-- begin Input rows --
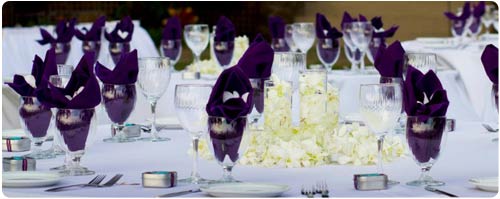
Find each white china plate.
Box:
[469,177,498,192]
[200,183,289,198]
[2,171,61,188]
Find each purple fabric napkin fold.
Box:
[104,16,134,43]
[6,48,57,96]
[162,16,182,40]
[481,44,498,84]
[403,66,449,121]
[37,18,76,45]
[214,16,236,41]
[472,1,486,18]
[269,16,286,39]
[36,52,101,109]
[236,34,274,78]
[75,16,106,41]
[444,2,471,21]
[374,41,405,78]
[206,67,253,122]
[95,50,139,84]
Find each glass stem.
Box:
[377,135,385,173]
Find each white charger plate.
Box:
[2,171,61,188]
[469,177,498,192]
[200,183,289,198]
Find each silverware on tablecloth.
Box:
[156,188,201,198]
[45,175,106,192]
[425,186,458,198]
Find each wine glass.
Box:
[101,83,137,143]
[208,116,251,183]
[19,96,56,159]
[137,57,171,142]
[55,108,97,176]
[343,22,373,73]
[174,84,212,184]
[406,116,448,186]
[160,39,182,66]
[359,83,403,182]
[184,24,210,76]
[316,38,340,71]
[286,24,298,52]
[292,23,316,55]
[213,41,234,69]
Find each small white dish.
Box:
[200,183,289,198]
[2,171,61,188]
[469,177,498,192]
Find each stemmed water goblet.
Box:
[292,23,316,56]
[137,57,171,142]
[359,83,403,183]
[174,84,212,184]
[184,24,210,79]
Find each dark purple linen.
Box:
[95,50,139,84]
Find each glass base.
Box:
[137,136,170,142]
[102,136,135,143]
[59,166,95,176]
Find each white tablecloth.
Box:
[3,120,499,197]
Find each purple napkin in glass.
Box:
[206,67,253,121]
[236,34,274,78]
[95,50,139,84]
[269,16,286,39]
[104,16,134,43]
[374,41,405,78]
[6,48,57,96]
[481,44,498,84]
[36,52,101,109]
[162,16,182,40]
[75,16,106,41]
[403,66,449,121]
[37,18,76,45]
[214,16,236,41]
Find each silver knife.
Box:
[156,188,201,198]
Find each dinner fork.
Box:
[45,175,106,192]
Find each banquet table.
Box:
[3,120,499,197]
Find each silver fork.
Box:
[45,175,106,192]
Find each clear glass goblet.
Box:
[55,108,97,176]
[184,24,210,77]
[286,24,298,52]
[406,116,448,186]
[208,116,251,183]
[137,57,171,142]
[19,96,56,159]
[292,23,316,55]
[174,84,212,184]
[101,83,137,143]
[160,39,182,66]
[359,83,403,183]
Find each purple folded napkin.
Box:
[269,16,286,39]
[444,2,471,21]
[236,34,274,78]
[374,41,405,78]
[104,16,134,43]
[472,1,486,18]
[75,16,106,41]
[403,66,449,120]
[37,18,76,45]
[162,16,182,40]
[95,50,139,84]
[481,44,498,84]
[6,48,57,96]
[206,67,253,122]
[36,52,101,109]
[214,16,236,41]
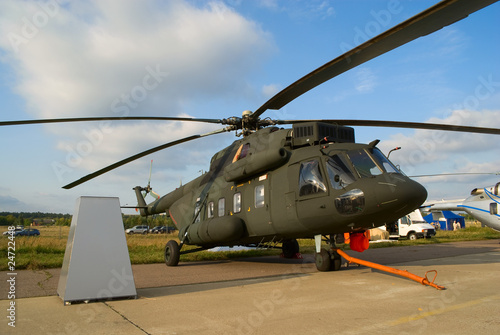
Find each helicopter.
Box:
[0,0,500,271]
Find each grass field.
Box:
[0,226,500,271]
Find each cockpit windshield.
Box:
[326,155,356,190]
[368,148,400,173]
[347,148,399,178]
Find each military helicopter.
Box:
[0,0,500,271]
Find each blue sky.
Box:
[0,0,500,213]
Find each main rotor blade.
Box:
[63,127,232,189]
[275,120,500,135]
[0,116,223,126]
[250,0,498,120]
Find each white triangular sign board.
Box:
[57,197,137,304]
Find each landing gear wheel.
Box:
[165,240,180,266]
[281,240,299,258]
[316,249,332,271]
[330,251,342,271]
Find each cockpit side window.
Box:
[299,160,327,196]
[326,155,356,190]
[347,150,382,178]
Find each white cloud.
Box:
[262,84,282,99]
[379,110,500,175]
[0,0,274,184]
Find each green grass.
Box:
[0,227,500,271]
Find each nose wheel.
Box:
[314,235,342,271]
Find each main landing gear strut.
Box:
[314,235,342,271]
[314,235,445,290]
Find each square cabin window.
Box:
[207,201,214,219]
[233,192,241,213]
[218,198,226,217]
[255,185,264,208]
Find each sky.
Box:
[0,0,500,214]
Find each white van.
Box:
[381,209,436,240]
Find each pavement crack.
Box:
[103,301,151,335]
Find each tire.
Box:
[165,240,180,266]
[281,240,300,258]
[330,251,342,271]
[316,249,332,271]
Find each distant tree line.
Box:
[0,212,174,228]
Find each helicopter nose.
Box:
[377,176,427,213]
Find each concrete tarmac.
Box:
[0,240,500,334]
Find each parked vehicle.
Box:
[125,226,149,235]
[385,209,436,240]
[3,226,24,236]
[149,226,167,234]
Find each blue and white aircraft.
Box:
[429,182,500,231]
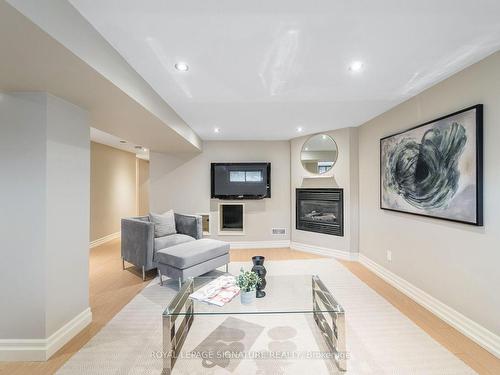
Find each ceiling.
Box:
[90,128,149,160]
[70,0,500,140]
[0,0,201,153]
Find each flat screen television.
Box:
[211,163,271,199]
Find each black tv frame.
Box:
[210,162,271,200]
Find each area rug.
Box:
[58,259,475,375]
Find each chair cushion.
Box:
[156,238,229,269]
[155,233,195,251]
[149,210,177,237]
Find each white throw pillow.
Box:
[149,210,177,237]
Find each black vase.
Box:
[252,255,267,298]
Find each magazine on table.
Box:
[189,276,240,306]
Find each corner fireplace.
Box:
[295,188,344,236]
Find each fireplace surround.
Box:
[295,188,344,236]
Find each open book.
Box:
[189,276,240,306]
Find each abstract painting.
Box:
[380,104,483,226]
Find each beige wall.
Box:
[136,159,149,215]
[150,141,290,242]
[90,142,137,241]
[359,52,500,334]
[290,128,358,252]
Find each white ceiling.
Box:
[0,0,201,153]
[90,128,149,160]
[70,0,500,139]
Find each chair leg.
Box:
[158,268,163,286]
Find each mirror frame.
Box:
[300,133,339,176]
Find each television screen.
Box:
[211,163,271,199]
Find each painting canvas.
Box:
[380,105,483,226]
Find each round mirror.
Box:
[300,134,338,174]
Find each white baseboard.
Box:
[359,254,500,358]
[90,232,122,249]
[0,308,92,361]
[229,240,290,249]
[290,241,358,260]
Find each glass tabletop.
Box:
[163,275,344,316]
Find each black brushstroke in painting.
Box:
[385,122,467,209]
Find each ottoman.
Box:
[155,238,229,285]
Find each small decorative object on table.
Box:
[252,255,267,298]
[236,267,260,305]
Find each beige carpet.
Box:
[58,259,475,375]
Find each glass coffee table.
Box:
[162,275,347,375]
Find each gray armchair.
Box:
[121,213,203,280]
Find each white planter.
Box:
[240,290,255,305]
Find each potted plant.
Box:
[236,268,261,305]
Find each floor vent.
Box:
[271,228,286,236]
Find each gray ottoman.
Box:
[155,238,229,285]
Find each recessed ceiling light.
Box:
[349,61,364,72]
[175,62,189,72]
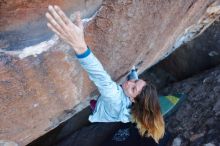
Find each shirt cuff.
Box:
[76,47,91,59]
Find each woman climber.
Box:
[46,5,165,143]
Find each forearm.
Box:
[76,48,118,98]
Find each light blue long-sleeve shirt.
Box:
[76,48,137,123]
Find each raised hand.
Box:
[46,5,87,54]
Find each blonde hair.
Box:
[131,81,165,143]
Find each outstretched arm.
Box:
[46,6,120,100]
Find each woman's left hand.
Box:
[46,5,87,54]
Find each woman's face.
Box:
[122,79,146,102]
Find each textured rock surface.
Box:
[0,0,219,145]
[140,21,220,89]
[161,66,220,146]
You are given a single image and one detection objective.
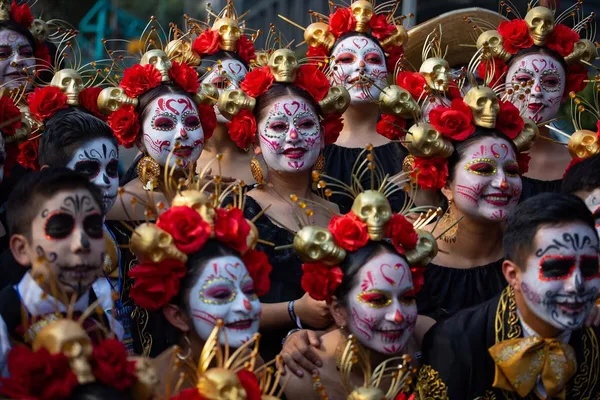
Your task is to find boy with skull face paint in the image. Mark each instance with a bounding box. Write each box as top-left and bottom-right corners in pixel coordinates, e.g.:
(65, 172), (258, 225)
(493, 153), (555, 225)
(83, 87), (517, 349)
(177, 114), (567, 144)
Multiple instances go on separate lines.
(418, 193), (600, 400)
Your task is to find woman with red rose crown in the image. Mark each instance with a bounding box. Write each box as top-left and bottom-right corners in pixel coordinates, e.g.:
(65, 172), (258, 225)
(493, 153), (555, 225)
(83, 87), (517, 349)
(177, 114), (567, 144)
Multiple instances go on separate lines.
(217, 48), (349, 359)
(477, 2), (597, 200)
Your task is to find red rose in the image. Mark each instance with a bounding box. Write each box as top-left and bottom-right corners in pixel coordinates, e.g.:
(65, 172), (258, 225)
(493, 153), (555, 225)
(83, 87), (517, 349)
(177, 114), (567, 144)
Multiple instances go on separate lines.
(496, 101), (525, 140)
(192, 29), (221, 56)
(546, 24), (579, 57)
(128, 259), (186, 310)
(387, 214), (419, 254)
(410, 157), (448, 190)
(498, 19), (533, 54)
(227, 110), (257, 149)
(375, 114), (406, 140)
(300, 263), (344, 302)
(329, 212), (369, 251)
(329, 7), (356, 38)
(294, 64), (330, 103)
(240, 66), (274, 98)
(242, 249), (273, 296)
(396, 71), (427, 101)
(237, 369), (262, 400)
(107, 104), (140, 149)
(156, 206), (211, 254)
(429, 99), (475, 141)
(119, 64), (162, 97)
(321, 114), (344, 145)
(27, 86), (69, 121)
(92, 339), (137, 391)
(214, 207), (250, 254)
(236, 35), (256, 64)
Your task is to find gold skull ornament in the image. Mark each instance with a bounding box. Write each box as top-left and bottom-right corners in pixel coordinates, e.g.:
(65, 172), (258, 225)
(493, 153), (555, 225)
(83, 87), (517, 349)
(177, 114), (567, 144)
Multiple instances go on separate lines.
(352, 190), (392, 241)
(269, 49), (298, 83)
(50, 69), (83, 106)
(419, 57), (452, 92)
(379, 85), (419, 118)
(217, 89), (256, 120)
(129, 223), (187, 263)
(32, 319), (96, 385)
(567, 129), (600, 158)
(212, 17), (242, 51)
(294, 226), (346, 265)
(140, 49), (173, 82)
(525, 6), (554, 46)
(464, 86), (500, 128)
(406, 122), (454, 158)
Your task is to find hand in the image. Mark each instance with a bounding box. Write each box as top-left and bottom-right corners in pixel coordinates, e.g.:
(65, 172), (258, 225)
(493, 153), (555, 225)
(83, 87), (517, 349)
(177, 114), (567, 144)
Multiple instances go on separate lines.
(277, 329), (325, 378)
(294, 293), (332, 329)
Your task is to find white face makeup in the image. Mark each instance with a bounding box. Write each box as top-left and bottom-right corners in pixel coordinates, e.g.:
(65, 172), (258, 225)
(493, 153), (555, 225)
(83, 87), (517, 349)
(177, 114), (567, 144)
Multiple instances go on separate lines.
(506, 53), (566, 123)
(331, 36), (387, 104)
(521, 222), (600, 330)
(347, 253), (417, 354)
(189, 256), (261, 348)
(258, 96), (323, 172)
(67, 138), (119, 212)
(0, 29), (35, 89)
(28, 189), (106, 296)
(142, 94), (204, 168)
(201, 58), (248, 124)
(451, 137), (523, 221)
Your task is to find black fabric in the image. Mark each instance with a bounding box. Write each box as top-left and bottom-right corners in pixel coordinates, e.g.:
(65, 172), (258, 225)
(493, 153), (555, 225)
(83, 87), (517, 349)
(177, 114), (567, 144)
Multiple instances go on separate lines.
(323, 142), (408, 214)
(417, 260), (506, 321)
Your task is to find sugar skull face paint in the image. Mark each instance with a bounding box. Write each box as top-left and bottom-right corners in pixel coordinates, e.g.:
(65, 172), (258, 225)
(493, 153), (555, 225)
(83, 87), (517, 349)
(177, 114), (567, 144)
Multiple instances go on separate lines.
(451, 137), (523, 221)
(29, 189), (106, 296)
(331, 36), (387, 104)
(521, 222), (600, 330)
(258, 96), (323, 172)
(142, 94), (204, 168)
(67, 138), (119, 212)
(201, 58), (248, 124)
(189, 256), (261, 348)
(346, 253), (417, 354)
(506, 53), (566, 123)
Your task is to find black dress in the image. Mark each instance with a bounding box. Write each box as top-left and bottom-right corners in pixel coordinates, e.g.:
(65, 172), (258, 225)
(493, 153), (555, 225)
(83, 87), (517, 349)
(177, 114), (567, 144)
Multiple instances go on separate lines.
(417, 260), (506, 321)
(323, 142), (408, 214)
-- end Input rows --
* _Task details_
Duplicate the lines between the one containing "Find each raised hand." and the one containing "[161,66,220,146]", inclusive.

* _Correct result_
Find each raised hand.
Box:
[46,5,87,54]
Find each blonde hair.
Box:
[131,81,165,143]
Find each outstretched arm.
Box:
[46,6,120,100]
Find each woman's left hand.
Box:
[46,5,87,54]
Find each woman's face.
Box:
[122,79,146,102]
Find each textured rock surface.
Box:
[0,0,219,145]
[140,21,220,89]
[161,66,220,146]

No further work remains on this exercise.